ABOUT THIS TASK:
Below are records that must be duplicated exactly.
DATA UNDER STUDY Start Marker
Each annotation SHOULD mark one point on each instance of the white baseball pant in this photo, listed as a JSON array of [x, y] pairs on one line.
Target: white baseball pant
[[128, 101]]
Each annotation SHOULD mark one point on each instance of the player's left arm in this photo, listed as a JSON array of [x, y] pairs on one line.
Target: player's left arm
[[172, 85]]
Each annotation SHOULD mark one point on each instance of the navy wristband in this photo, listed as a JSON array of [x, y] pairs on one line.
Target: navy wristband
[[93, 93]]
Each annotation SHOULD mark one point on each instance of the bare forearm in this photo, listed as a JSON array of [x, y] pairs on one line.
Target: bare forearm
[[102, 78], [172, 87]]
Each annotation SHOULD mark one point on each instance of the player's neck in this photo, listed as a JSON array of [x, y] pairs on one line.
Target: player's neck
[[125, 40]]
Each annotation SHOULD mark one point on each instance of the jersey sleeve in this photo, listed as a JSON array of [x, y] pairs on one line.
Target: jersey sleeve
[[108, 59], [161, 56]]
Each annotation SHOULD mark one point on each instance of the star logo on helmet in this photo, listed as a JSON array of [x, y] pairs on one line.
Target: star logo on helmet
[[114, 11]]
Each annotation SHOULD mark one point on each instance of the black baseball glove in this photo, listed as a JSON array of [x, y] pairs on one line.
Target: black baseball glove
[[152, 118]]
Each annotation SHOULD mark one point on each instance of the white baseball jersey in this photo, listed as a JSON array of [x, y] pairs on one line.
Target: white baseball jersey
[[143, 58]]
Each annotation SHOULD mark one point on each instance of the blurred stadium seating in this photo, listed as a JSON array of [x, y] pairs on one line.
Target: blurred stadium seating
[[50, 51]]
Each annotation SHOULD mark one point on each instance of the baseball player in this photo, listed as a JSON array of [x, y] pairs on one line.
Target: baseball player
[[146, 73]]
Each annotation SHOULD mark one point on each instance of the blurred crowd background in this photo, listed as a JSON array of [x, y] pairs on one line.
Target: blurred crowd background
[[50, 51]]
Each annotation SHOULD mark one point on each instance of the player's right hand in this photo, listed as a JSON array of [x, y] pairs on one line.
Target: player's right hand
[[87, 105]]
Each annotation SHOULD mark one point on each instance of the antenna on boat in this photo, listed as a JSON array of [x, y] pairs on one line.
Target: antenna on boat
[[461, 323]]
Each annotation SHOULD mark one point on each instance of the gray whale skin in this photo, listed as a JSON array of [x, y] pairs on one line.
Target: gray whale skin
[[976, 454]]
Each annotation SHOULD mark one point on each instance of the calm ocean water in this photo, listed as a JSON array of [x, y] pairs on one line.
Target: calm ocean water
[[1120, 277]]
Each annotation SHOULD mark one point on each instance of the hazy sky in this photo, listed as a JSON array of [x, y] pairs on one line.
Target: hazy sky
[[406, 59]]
DATA UNDER STUDY End Marker
WRITTEN ANSWER:
Each annotation SHOULD mark one point on each instance of the white baseball pant in this photo, listed as a JSON array of [x, y] pairs on one line.
Target: white baseball pant
[[128, 101]]
Each annotation SHOULD mark one point on each instance of the player's left arm in this photo, listed as a JSON array of [x, y] pairs on one line.
Target: player's left arm
[[172, 85]]
Each annotation SHOULD mark one point on each instance of the navy wristband in this photo, listed as a JSON array of [x, y] pairs on one line.
Target: navy wristband
[[93, 93]]
Each annotation SHOULD mark one point on each instance of the bare forearm in this photo, listed as a JSON array of [x, y] pairs on one line.
Target: bare forearm
[[102, 78], [172, 87]]
Each annotation SHOULD mark one point on each instance of the player's neck in this photo, listed as a JSON array of [x, y] pairs on one line.
Target: player's neck
[[125, 40]]
Each annotation SHOULD mark one point on each instance of the jersey sleeve in this photo, listed as a JSON array of [x, y] pairs on one line.
Target: jersey sleeve
[[108, 59], [161, 56]]
Each annotation SHOULD mark one point on each instance of the star logo on helmet in this photo, listed as a JSON array of [x, y] pairs on one line.
Target: star logo on helmet
[[114, 11]]
Each annotation SHOULD mark one point on each instance of the black baseball glove in this photo, listed as a JSON array of [x, y] pairs on one line.
Target: black baseball glove
[[152, 118]]
Each annotation SHOULD mark one point on each instance of the white baseball jersey in this photo, listed as a JSON array of [x, y] pairs on one line.
Target: white baseball jersey
[[143, 58]]
Each annotation SHOULD mark one point on each instance of the blurred stadium seating in this photo, listed as a JSON array of [x, y] pairs on one line.
Target: blurred stadium seating
[[50, 51]]
Each annotation SHOULD mark one point on each instance of the baseball player in this photo, listed as a JSON array of [x, y] pairs on one line.
Target: baseball player
[[146, 73]]
Each annotation SHOULD mark one point on each instance of the blurred crowd background in this photo, listed as a JSON array of [x, y] pairs on one line.
Target: blurred crowd background
[[50, 51]]
Each annotation SHOULD mark one point on each instance of the player's right hand in this photo, listed as a JSON array of [x, y] pairs on one line.
Target: player's right hand
[[87, 105]]
Each annotation SHOULD mark one point on each instance of the antenna on boat in this photo, listed as a JSON array of [x, y] pairs on one line.
Target: antenna on boat
[[461, 323]]
Each annotation SHOULD mark one point on each instance of the gray whale skin in this photo, listed as a JSON array of [x, y] pairs on one line.
Target: gray whale skin
[[976, 454]]
Each annotation SHOULD mark one point on each instance of the calm ocean water in this photo, listed as a JSON array of [x, y] pairs on one line.
Target: calm ocean water
[[1120, 277]]
Each annotation SHOULD mark one point on each instance of the hazy sky in this photo, listed as a JSON array of [x, y] pairs on one line.
Target: hazy sky
[[406, 59]]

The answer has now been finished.